* [Stated goal]
Please print the entries below word for word, leaving out the pictures.

* [Raw records]
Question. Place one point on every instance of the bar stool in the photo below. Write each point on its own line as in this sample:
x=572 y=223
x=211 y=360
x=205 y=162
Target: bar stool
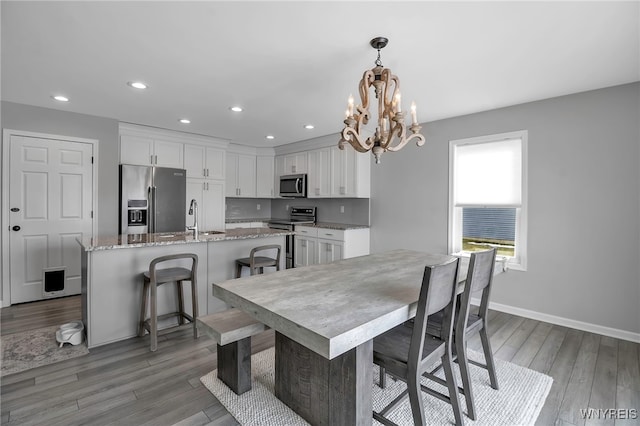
x=155 y=277
x=256 y=264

* [Answer to this problem]
Question. Place one point on every instance of the bar stool in the photo below. Write each point on its own line as in this sample:
x=572 y=223
x=211 y=360
x=205 y=162
Target: bar stool
x=155 y=277
x=256 y=264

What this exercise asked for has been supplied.